▶ _WORK REQUEST_
Find every line in the records below that holds the word "curled" and copy it.

▶ _AVAILABLE DATA_

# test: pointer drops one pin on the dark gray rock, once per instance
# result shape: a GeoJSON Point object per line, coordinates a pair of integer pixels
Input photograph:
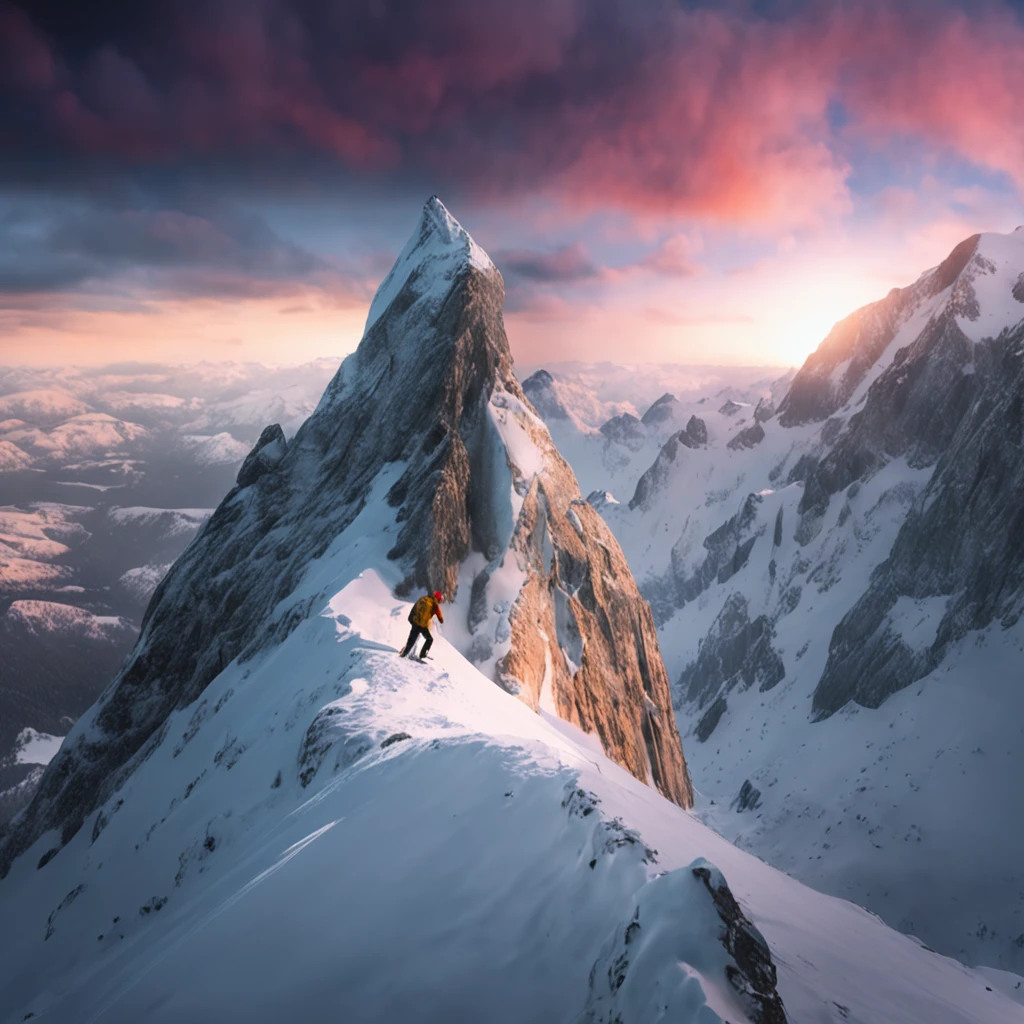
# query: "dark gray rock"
{"type": "Point", "coordinates": [912, 411]}
{"type": "Point", "coordinates": [964, 539]}
{"type": "Point", "coordinates": [710, 719]}
{"type": "Point", "coordinates": [735, 652]}
{"type": "Point", "coordinates": [265, 456]}
{"type": "Point", "coordinates": [752, 974]}
{"type": "Point", "coordinates": [663, 411]}
{"type": "Point", "coordinates": [625, 429]}
{"type": "Point", "coordinates": [748, 799]}
{"type": "Point", "coordinates": [696, 430]}
{"type": "Point", "coordinates": [747, 438]}
{"type": "Point", "coordinates": [415, 393]}
{"type": "Point", "coordinates": [539, 388]}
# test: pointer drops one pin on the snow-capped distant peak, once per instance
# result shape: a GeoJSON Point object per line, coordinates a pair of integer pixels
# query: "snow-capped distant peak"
{"type": "Point", "coordinates": [436, 251]}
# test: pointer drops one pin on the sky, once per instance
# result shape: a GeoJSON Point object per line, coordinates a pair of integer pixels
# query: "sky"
{"type": "Point", "coordinates": [657, 181]}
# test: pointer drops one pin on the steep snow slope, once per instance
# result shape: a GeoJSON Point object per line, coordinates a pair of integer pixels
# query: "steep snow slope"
{"type": "Point", "coordinates": [868, 568]}
{"type": "Point", "coordinates": [613, 457]}
{"type": "Point", "coordinates": [426, 848]}
{"type": "Point", "coordinates": [427, 408]}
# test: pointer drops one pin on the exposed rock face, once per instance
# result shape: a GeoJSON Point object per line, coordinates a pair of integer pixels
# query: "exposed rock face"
{"type": "Point", "coordinates": [429, 409]}
{"type": "Point", "coordinates": [625, 429]}
{"type": "Point", "coordinates": [639, 975]}
{"type": "Point", "coordinates": [696, 430]}
{"type": "Point", "coordinates": [728, 549]}
{"type": "Point", "coordinates": [660, 412]}
{"type": "Point", "coordinates": [695, 435]}
{"type": "Point", "coordinates": [749, 437]}
{"type": "Point", "coordinates": [833, 372]}
{"type": "Point", "coordinates": [539, 388]}
{"type": "Point", "coordinates": [748, 799]}
{"type": "Point", "coordinates": [754, 976]}
{"type": "Point", "coordinates": [958, 558]}
{"type": "Point", "coordinates": [268, 451]}
{"type": "Point", "coordinates": [735, 651]}
{"type": "Point", "coordinates": [912, 410]}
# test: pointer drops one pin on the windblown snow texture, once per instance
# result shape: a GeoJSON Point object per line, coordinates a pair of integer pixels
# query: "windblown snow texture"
{"type": "Point", "coordinates": [430, 393]}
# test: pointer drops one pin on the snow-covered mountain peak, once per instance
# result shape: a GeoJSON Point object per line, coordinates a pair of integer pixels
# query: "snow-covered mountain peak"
{"type": "Point", "coordinates": [435, 254]}
{"type": "Point", "coordinates": [425, 442]}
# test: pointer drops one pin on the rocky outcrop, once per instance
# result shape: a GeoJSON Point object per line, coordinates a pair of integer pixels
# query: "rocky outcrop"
{"type": "Point", "coordinates": [696, 430]}
{"type": "Point", "coordinates": [662, 411]}
{"type": "Point", "coordinates": [651, 482]}
{"type": "Point", "coordinates": [639, 976]}
{"type": "Point", "coordinates": [265, 456]}
{"type": "Point", "coordinates": [749, 798]}
{"type": "Point", "coordinates": [911, 411]}
{"type": "Point", "coordinates": [736, 651]}
{"type": "Point", "coordinates": [728, 550]}
{"type": "Point", "coordinates": [625, 429]}
{"type": "Point", "coordinates": [957, 562]}
{"type": "Point", "coordinates": [832, 374]}
{"type": "Point", "coordinates": [540, 389]}
{"type": "Point", "coordinates": [428, 413]}
{"type": "Point", "coordinates": [751, 436]}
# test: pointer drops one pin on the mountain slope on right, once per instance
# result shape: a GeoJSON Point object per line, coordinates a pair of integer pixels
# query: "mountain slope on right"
{"type": "Point", "coordinates": [838, 587]}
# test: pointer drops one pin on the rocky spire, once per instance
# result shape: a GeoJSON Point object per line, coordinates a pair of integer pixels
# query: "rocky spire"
{"type": "Point", "coordinates": [425, 423]}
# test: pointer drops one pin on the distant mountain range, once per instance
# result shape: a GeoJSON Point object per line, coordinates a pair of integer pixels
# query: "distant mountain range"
{"type": "Point", "coordinates": [105, 474]}
{"type": "Point", "coordinates": [836, 564]}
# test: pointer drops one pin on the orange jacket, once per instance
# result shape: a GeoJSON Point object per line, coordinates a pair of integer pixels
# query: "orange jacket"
{"type": "Point", "coordinates": [424, 609]}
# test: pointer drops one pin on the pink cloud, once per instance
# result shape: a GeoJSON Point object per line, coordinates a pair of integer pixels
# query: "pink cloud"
{"type": "Point", "coordinates": [714, 113]}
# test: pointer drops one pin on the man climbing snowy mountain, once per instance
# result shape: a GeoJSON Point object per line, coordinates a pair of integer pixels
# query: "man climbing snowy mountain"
{"type": "Point", "coordinates": [424, 609]}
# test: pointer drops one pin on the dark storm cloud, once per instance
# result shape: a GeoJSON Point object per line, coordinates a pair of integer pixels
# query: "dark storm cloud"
{"type": "Point", "coordinates": [720, 111]}
{"type": "Point", "coordinates": [43, 250]}
{"type": "Point", "coordinates": [567, 264]}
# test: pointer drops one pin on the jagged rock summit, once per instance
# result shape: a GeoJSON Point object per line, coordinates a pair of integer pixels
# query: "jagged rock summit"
{"type": "Point", "coordinates": [426, 430]}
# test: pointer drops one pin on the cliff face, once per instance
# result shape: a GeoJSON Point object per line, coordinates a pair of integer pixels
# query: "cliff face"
{"type": "Point", "coordinates": [427, 423]}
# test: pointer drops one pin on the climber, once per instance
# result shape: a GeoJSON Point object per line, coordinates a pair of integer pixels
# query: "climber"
{"type": "Point", "coordinates": [419, 619]}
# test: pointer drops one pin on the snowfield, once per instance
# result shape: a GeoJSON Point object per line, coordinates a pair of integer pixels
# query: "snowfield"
{"type": "Point", "coordinates": [382, 811]}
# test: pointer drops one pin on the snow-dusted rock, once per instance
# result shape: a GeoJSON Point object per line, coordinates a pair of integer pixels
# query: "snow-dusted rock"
{"type": "Point", "coordinates": [426, 431]}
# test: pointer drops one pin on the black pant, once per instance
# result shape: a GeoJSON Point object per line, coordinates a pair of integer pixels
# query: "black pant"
{"type": "Point", "coordinates": [418, 631]}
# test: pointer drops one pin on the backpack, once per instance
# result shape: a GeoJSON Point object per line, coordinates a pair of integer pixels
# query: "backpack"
{"type": "Point", "coordinates": [419, 610]}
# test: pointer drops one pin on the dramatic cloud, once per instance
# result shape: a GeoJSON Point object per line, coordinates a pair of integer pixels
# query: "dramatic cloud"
{"type": "Point", "coordinates": [162, 252]}
{"type": "Point", "coordinates": [652, 107]}
{"type": "Point", "coordinates": [570, 263]}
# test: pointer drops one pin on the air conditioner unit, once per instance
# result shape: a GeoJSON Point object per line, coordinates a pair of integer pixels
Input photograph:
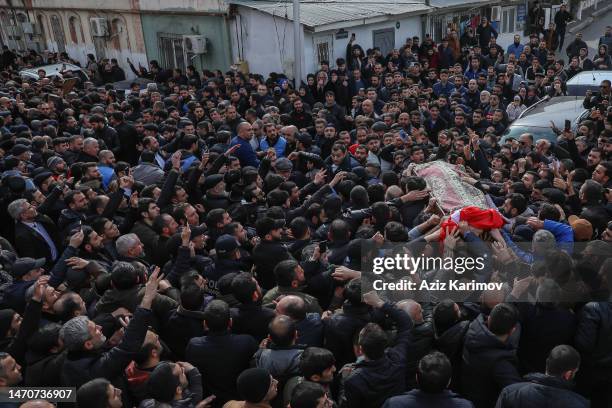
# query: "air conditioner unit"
{"type": "Point", "coordinates": [99, 27]}
{"type": "Point", "coordinates": [27, 28]}
{"type": "Point", "coordinates": [195, 44]}
{"type": "Point", "coordinates": [496, 13]}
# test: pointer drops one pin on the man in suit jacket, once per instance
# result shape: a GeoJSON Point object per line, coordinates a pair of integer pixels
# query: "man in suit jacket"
{"type": "Point", "coordinates": [36, 234]}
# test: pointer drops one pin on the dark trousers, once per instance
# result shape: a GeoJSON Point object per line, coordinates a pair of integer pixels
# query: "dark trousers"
{"type": "Point", "coordinates": [561, 37]}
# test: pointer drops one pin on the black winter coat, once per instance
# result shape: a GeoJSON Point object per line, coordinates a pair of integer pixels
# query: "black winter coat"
{"type": "Point", "coordinates": [221, 357]}
{"type": "Point", "coordinates": [373, 381]}
{"type": "Point", "coordinates": [418, 399]}
{"type": "Point", "coordinates": [541, 391]}
{"type": "Point", "coordinates": [82, 366]}
{"type": "Point", "coordinates": [488, 365]}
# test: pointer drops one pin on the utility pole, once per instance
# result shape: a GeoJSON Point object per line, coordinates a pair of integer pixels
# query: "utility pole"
{"type": "Point", "coordinates": [297, 44]}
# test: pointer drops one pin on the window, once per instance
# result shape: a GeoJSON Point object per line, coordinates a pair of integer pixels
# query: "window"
{"type": "Point", "coordinates": [72, 23]}
{"type": "Point", "coordinates": [508, 20]}
{"type": "Point", "coordinates": [322, 52]}
{"type": "Point", "coordinates": [172, 51]}
{"type": "Point", "coordinates": [58, 33]}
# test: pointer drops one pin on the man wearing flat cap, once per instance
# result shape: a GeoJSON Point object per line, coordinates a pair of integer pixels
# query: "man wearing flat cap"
{"type": "Point", "coordinates": [36, 234]}
{"type": "Point", "coordinates": [25, 272]}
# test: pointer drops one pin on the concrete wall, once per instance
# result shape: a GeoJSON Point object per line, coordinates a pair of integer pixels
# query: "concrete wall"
{"type": "Point", "coordinates": [183, 5]}
{"type": "Point", "coordinates": [409, 26]}
{"type": "Point", "coordinates": [252, 29]}
{"type": "Point", "coordinates": [212, 27]}
{"type": "Point", "coordinates": [263, 41]}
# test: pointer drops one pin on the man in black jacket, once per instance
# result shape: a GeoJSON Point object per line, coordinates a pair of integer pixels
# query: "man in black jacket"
{"type": "Point", "coordinates": [422, 335]}
{"type": "Point", "coordinates": [341, 327]}
{"type": "Point", "coordinates": [219, 374]}
{"type": "Point", "coordinates": [382, 372]}
{"type": "Point", "coordinates": [83, 340]}
{"type": "Point", "coordinates": [593, 341]}
{"type": "Point", "coordinates": [186, 322]}
{"type": "Point", "coordinates": [128, 138]}
{"type": "Point", "coordinates": [433, 376]}
{"type": "Point", "coordinates": [270, 251]}
{"type": "Point", "coordinates": [450, 332]}
{"type": "Point", "coordinates": [551, 389]}
{"type": "Point", "coordinates": [489, 359]}
{"type": "Point", "coordinates": [249, 317]}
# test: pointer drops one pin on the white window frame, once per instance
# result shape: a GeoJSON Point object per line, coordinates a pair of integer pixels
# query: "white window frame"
{"type": "Point", "coordinates": [508, 22]}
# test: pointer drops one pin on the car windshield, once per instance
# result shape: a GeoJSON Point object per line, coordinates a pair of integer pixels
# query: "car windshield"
{"type": "Point", "coordinates": [514, 131]}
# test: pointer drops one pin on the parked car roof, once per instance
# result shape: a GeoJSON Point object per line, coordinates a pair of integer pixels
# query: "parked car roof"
{"type": "Point", "coordinates": [54, 70]}
{"type": "Point", "coordinates": [582, 81]}
{"type": "Point", "coordinates": [536, 120]}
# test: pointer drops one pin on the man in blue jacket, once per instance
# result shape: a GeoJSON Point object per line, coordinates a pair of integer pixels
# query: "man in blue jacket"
{"type": "Point", "coordinates": [245, 152]}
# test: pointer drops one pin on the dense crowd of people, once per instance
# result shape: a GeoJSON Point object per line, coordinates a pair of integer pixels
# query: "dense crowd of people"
{"type": "Point", "coordinates": [197, 241]}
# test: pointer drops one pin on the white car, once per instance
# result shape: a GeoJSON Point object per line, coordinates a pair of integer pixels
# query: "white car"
{"type": "Point", "coordinates": [55, 70]}
{"type": "Point", "coordinates": [586, 80]}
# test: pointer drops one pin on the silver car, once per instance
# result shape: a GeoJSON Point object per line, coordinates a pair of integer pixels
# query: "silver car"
{"type": "Point", "coordinates": [55, 70]}
{"type": "Point", "coordinates": [537, 118]}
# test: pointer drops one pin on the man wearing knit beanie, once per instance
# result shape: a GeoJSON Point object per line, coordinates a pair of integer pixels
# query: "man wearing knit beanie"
{"type": "Point", "coordinates": [9, 326]}
{"type": "Point", "coordinates": [257, 387]}
{"type": "Point", "coordinates": [175, 384]}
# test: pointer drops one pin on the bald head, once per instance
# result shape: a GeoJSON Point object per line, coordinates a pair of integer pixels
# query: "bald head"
{"type": "Point", "coordinates": [37, 404]}
{"type": "Point", "coordinates": [491, 298]}
{"type": "Point", "coordinates": [282, 331]}
{"type": "Point", "coordinates": [293, 307]}
{"type": "Point", "coordinates": [412, 309]}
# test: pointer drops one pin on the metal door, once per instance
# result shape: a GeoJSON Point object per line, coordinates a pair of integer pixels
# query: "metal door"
{"type": "Point", "coordinates": [384, 39]}
{"type": "Point", "coordinates": [324, 49]}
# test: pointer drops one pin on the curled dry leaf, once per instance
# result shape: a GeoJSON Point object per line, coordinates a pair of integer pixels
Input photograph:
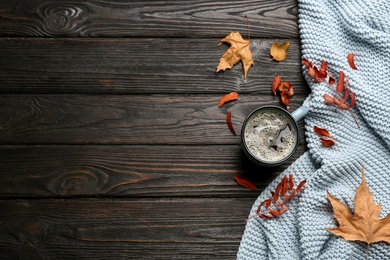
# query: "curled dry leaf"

▶ _ANSWER TO THIS EXERCISE_
# test: pointer drops one pin on the curled dry leaf, once per instance
# query: "curled dry leaf"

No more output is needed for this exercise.